Task requirements: Each entry is to be given again precisely, and no picture may be carried over.

── Provided material

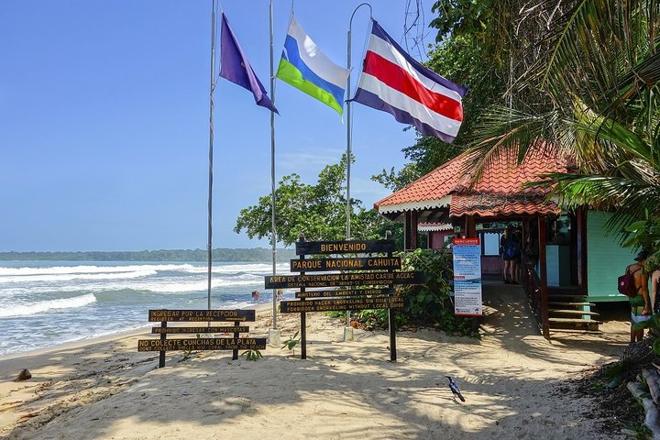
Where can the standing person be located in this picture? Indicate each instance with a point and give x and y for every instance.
(510, 249)
(655, 286)
(640, 304)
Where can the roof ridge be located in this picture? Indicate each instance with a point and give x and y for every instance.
(423, 178)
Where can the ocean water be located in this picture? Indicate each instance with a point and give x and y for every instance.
(47, 303)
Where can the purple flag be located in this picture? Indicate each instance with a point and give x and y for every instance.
(236, 68)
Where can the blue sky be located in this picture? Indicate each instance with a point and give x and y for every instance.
(104, 120)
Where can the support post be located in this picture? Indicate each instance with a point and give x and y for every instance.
(581, 257)
(163, 337)
(348, 330)
(410, 230)
(391, 314)
(543, 278)
(273, 334)
(303, 317)
(209, 244)
(234, 353)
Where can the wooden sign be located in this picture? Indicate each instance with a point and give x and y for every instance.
(202, 344)
(201, 315)
(343, 279)
(329, 264)
(343, 292)
(343, 247)
(193, 330)
(355, 303)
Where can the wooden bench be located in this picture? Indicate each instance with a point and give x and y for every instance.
(236, 343)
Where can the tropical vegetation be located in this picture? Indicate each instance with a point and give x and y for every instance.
(316, 210)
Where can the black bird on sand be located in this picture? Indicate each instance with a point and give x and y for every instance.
(453, 386)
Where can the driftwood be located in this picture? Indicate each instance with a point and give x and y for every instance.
(652, 418)
(653, 381)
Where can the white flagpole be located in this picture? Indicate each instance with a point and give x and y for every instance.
(274, 335)
(211, 138)
(349, 145)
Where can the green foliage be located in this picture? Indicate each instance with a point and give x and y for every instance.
(291, 343)
(431, 303)
(426, 305)
(595, 74)
(466, 54)
(373, 319)
(252, 355)
(316, 210)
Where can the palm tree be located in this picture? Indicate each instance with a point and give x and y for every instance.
(595, 74)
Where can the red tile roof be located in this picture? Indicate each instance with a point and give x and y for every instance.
(427, 191)
(492, 205)
(500, 189)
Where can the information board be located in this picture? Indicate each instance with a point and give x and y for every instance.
(351, 303)
(467, 277)
(343, 247)
(202, 344)
(330, 264)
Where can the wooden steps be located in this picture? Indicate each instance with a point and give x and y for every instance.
(576, 298)
(569, 312)
(573, 320)
(572, 312)
(574, 324)
(559, 303)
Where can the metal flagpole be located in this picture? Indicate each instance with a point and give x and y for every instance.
(211, 137)
(274, 336)
(349, 137)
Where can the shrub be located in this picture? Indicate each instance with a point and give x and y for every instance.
(425, 305)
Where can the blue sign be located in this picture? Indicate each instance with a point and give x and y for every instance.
(467, 277)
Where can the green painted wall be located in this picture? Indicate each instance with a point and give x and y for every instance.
(606, 259)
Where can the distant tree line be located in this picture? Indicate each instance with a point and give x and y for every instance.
(220, 254)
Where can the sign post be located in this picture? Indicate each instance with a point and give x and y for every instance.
(467, 277)
(360, 281)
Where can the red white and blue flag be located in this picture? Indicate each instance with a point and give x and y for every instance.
(394, 82)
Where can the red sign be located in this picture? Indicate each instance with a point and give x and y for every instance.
(466, 241)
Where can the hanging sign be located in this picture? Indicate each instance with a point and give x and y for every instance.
(201, 315)
(202, 344)
(343, 279)
(467, 277)
(330, 264)
(343, 247)
(355, 303)
(334, 293)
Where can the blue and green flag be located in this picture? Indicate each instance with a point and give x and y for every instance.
(305, 67)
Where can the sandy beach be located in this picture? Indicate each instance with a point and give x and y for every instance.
(510, 379)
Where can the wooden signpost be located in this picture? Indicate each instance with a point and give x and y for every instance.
(368, 281)
(236, 343)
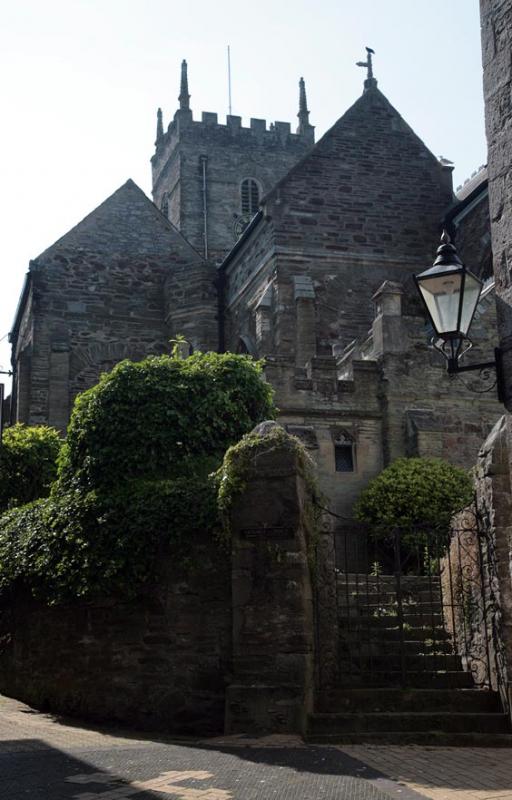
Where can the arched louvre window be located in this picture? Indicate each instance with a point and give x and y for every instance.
(344, 455)
(250, 196)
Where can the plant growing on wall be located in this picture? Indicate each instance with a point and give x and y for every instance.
(418, 496)
(28, 463)
(135, 476)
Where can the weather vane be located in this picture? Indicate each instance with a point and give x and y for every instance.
(370, 80)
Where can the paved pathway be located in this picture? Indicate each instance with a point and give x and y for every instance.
(42, 758)
(444, 773)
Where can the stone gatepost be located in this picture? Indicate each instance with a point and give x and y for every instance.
(273, 632)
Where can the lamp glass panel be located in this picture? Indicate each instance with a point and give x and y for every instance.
(472, 289)
(441, 294)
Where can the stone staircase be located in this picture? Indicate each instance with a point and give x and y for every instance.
(400, 680)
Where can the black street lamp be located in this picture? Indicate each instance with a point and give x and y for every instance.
(450, 294)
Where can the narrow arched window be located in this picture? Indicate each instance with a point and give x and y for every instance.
(344, 452)
(250, 196)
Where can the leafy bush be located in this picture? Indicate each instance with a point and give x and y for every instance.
(135, 476)
(28, 463)
(412, 494)
(147, 418)
(80, 544)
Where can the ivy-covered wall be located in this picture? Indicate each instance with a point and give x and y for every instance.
(159, 661)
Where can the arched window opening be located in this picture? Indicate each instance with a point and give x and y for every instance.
(344, 452)
(250, 196)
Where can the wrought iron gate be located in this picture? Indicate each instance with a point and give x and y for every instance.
(416, 608)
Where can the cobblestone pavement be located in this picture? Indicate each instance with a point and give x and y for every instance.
(443, 773)
(43, 758)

────

Solution to this exercise:
Where can the standing person be located in this picture? Indicate each instance with a point and give x and y for every instance.
(510, 249)
(655, 286)
(640, 304)
Where can the roof ridge be located in this picture? Indicate each instance with a point and give x and y for every instance.
(423, 178)
Where can the ocean water be located in this picture? Indicate each instance with a point and give x and y for every instance.
(47, 303)
Where can the purple flag be located in this picture? Indicate each instance with a point and give x and y for every instance.
(236, 68)
Where can the blue sky be located in this picture? Indicate each instance with a point and give x and y for every instance.
(104, 120)
Where can the support post be located in this picture? Indicate each instance with a point and give x and y for every instance.
(581, 257)
(163, 337)
(348, 330)
(410, 230)
(391, 314)
(543, 278)
(273, 334)
(303, 317)
(209, 244)
(234, 353)
Where can the wooden sign be located in this picture? Indicate each instance with a point and give x and y for every instance.
(202, 344)
(201, 315)
(343, 279)
(329, 264)
(343, 292)
(343, 247)
(193, 330)
(355, 303)
Where can the wooden bench be located in this picture? Indicate each instance with a point and give x and y for every instance.
(236, 343)
Where can the tropical vegetation be located in this picture? Indicate each instance with a point and give x and y for every instance.
(316, 210)
Where can the black bird on sand be located in this picture? Indicate each instance with a point and give x and y for every instance.
(453, 386)
Where can the driftwood be located in this picture? Indicate each instance with a point and give x and y for every instance.
(652, 418)
(653, 381)
Where can the white flagpole be located in this picture? Indicate each instance with a point and give x and y for every instance.
(274, 335)
(211, 138)
(349, 145)
Where can the green foliage be located in this picture? Indicate each instance with a point and give x and y for every instance.
(291, 343)
(431, 303)
(426, 305)
(595, 74)
(466, 54)
(373, 319)
(252, 355)
(316, 210)
Where can the palm tree be located in this picture? Indicate each instance with a point and give x and y for every instance.
(595, 74)
Where can the red tile roof be located in this picture? Indicate each instance with a point and give x and y for every instance.
(427, 191)
(492, 205)
(500, 189)
Where can the information board be located in this picture? Indicate each instance with a point and give x and y for every instance.
(351, 303)
(467, 277)
(343, 247)
(202, 344)
(330, 264)
Where can the wooden steps be located in this picture? Indicate each instance with a point and give x and y for every instance.
(576, 298)
(569, 312)
(573, 320)
(572, 312)
(574, 324)
(559, 303)
Where can the metal flagpole be located in this picture? Indicate each instance with a point and give x and y for every instance.
(211, 137)
(274, 336)
(349, 137)
Where can the shrub be located in this picture? Indicate each instance with a point and give x and y for every instance.
(425, 305)
Where can the blue sign be located in this picture? Indicate each instance with a point and give x and y for every instance.
(467, 277)
Where can the green painted wall be located in this picture? Indicate each instance with a point and give x and y for every instance.
(606, 259)
Where can the distant tree line be located in this picture? Indicate each instance with a point and give x and y for every instance.
(220, 254)
Where can the sign post be located in this picture? Indicate each instance with a point and give x and y for every instance.
(467, 277)
(360, 281)
Where can the red white and blue flag be located in this picture? Indicate each instance with a point and give x and y for every instance.
(394, 82)
Where can the red sign be located in this picture? Indicate each instance with a point and give x and y for every instance.
(466, 241)
Where can the hanging sign be located in this picture? Indicate each instance with a point and give x and y for every instance.
(201, 315)
(202, 344)
(343, 279)
(467, 277)
(330, 264)
(343, 247)
(355, 303)
(334, 293)
Where can the blue and green flag be located in this picture? Indicate each instance with a point and give x and y for every instance.
(305, 67)
Where can the sandy beach be located in this picture? Indicate each instance with a point and give x and y for every instance.
(510, 379)
Where can the wooden signpost be located in this picture? Indicate each instance with a point and give x and y for every instance.
(368, 281)
(236, 343)
Where can the arched louvre window be located in this picture? Indicate each instance with a point and give x and y for every instance.
(344, 455)
(250, 196)
Where can the plant growing on wall be located in this picture? Indicate each instance with a point and give x and y for every instance.
(418, 496)
(28, 463)
(135, 476)
Where can the weather vane be located in this picture? Indicate each instance with a point and give x and y for every instance.
(370, 80)
Where can the paved pathway be located in this picture? Indicate each instance with a point and give x and y for every instance.
(42, 758)
(444, 773)
Where can the stone gatepost be located in this picture? Indicate each instance with a point and give x and y for every instance.
(273, 632)
Where can the lamp glass panel be located in this picture? Indicate each instance with a point and give x and y for every instance.
(472, 289)
(441, 294)
Where can the stone staircase be located in this picture? Indicate each instance with a point and give x and y for every instance.
(400, 680)
Where can the black street lamp be located in this picture? Indicate each instance with a point and give x and y for every instance.
(450, 294)
Where can the narrow arched window be located in this picture? Indicate each instance with a point and give x and y for every instance.
(344, 452)
(250, 196)
Where can the leafy bush be located in this picture? Indicate each instance with a point and give x and y for every instance.
(135, 476)
(28, 463)
(412, 494)
(147, 418)
(80, 544)
Where can the ivy-covered wall be located in this picture? Indicate each instance with a point and give x and y for every instance.
(159, 661)
Where can the arched window opening be located in this picture? Indicate each instance with a point and give x and y for every instance.
(344, 452)
(250, 196)
Where can the wrought iron gate be located in this picture? Indicate each instance with a point and give x and y for every instance.
(416, 608)
Where can the cobblestone pavement be located in this picture? Indicate each instance with a point and give x and y for every instance.
(443, 773)
(43, 758)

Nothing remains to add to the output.